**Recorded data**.
_ _ _ _
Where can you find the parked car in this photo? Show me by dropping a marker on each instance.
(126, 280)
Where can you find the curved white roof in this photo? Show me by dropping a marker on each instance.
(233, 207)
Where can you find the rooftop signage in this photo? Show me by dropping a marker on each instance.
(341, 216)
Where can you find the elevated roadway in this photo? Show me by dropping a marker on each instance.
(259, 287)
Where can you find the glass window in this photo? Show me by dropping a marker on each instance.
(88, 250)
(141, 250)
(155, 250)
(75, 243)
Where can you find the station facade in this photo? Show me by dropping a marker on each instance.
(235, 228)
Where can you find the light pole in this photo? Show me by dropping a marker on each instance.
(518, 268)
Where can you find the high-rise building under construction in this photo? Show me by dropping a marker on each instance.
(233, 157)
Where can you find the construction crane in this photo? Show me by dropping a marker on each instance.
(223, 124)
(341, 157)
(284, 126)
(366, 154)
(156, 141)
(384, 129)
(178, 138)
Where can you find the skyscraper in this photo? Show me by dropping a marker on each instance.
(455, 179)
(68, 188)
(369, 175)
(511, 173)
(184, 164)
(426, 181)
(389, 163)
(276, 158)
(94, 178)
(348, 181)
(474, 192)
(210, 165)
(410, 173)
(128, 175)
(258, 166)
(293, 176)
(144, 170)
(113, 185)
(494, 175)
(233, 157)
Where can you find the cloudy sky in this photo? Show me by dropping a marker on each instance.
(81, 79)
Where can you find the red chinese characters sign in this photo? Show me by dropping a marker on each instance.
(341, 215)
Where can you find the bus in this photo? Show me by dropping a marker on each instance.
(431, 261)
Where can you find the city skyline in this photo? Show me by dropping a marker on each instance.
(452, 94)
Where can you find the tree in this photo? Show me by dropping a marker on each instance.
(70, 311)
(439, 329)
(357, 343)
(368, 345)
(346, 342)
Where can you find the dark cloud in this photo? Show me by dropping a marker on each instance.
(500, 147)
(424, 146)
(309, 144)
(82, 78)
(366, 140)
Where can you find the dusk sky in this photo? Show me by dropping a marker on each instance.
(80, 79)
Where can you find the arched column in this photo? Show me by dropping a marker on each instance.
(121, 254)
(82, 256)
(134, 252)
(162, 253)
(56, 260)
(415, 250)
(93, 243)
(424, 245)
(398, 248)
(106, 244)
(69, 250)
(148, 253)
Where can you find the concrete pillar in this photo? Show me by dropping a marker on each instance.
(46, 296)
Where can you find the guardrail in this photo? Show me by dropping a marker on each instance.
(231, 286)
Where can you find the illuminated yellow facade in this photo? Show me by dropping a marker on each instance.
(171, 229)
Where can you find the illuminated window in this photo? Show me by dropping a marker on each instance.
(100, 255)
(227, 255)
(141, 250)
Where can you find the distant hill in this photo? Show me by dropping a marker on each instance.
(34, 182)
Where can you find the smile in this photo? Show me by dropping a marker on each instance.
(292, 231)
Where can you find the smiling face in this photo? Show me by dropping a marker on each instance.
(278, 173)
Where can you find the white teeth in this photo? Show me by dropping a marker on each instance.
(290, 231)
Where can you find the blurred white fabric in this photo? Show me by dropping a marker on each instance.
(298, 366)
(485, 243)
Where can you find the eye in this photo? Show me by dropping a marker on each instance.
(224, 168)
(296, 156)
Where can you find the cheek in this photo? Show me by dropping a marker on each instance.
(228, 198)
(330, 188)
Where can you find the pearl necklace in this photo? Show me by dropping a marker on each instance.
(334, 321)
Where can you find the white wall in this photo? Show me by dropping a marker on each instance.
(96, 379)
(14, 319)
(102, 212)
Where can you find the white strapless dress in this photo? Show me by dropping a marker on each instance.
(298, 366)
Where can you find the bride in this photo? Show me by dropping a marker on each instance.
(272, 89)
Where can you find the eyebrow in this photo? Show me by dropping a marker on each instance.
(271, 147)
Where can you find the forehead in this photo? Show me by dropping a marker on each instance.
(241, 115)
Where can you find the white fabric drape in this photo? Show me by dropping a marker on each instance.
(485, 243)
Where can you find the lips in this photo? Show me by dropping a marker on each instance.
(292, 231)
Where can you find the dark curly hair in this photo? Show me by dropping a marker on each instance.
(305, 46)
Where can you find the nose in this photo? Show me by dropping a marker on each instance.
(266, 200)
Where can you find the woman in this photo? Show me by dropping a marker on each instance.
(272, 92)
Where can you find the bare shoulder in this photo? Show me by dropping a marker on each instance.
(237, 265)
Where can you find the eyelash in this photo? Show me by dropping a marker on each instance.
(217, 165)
_ _ _ _
**Aim**.
Replace "dropping a marker" with "placing a pin" in the items starting at the line that contains "Where can you find the white strapless" and ending at the last item, and give those lines again with nothing else changed.

**Task answer**.
Where can you find the white strapless dress in this photo? Show me by placing a pin on each instance.
(298, 366)
Where can you find the bride in this photo? Show me by placing a pin on each instance.
(272, 89)
Where can you find the eyebrow in this photo? Show me by placing a pin on each instance.
(271, 147)
Where can you find the forehead in this photo? Show me by placing a pin on each instance.
(241, 115)
Where can you find the white fabric drape in this photo? Show me by placing a pin on each instance.
(485, 243)
Where can you find the lips in this photo? Show me by placing a pin on each instance.
(292, 231)
Where can you find the dark curly hair in this photo? Show me by placing a pin on each instance.
(305, 46)
Where can you find the nose in this photo? Show me by placing a pin on each instance.
(266, 200)
Where can you find the woman in this photo? Show me by placing a pin on each instance.
(272, 92)
Where can you find the bare shoulder in this photo? Show me by placing a pin on each instance.
(237, 265)
Where can you find the eyelash in this photo? Show me by placing a pin on each instance.
(217, 165)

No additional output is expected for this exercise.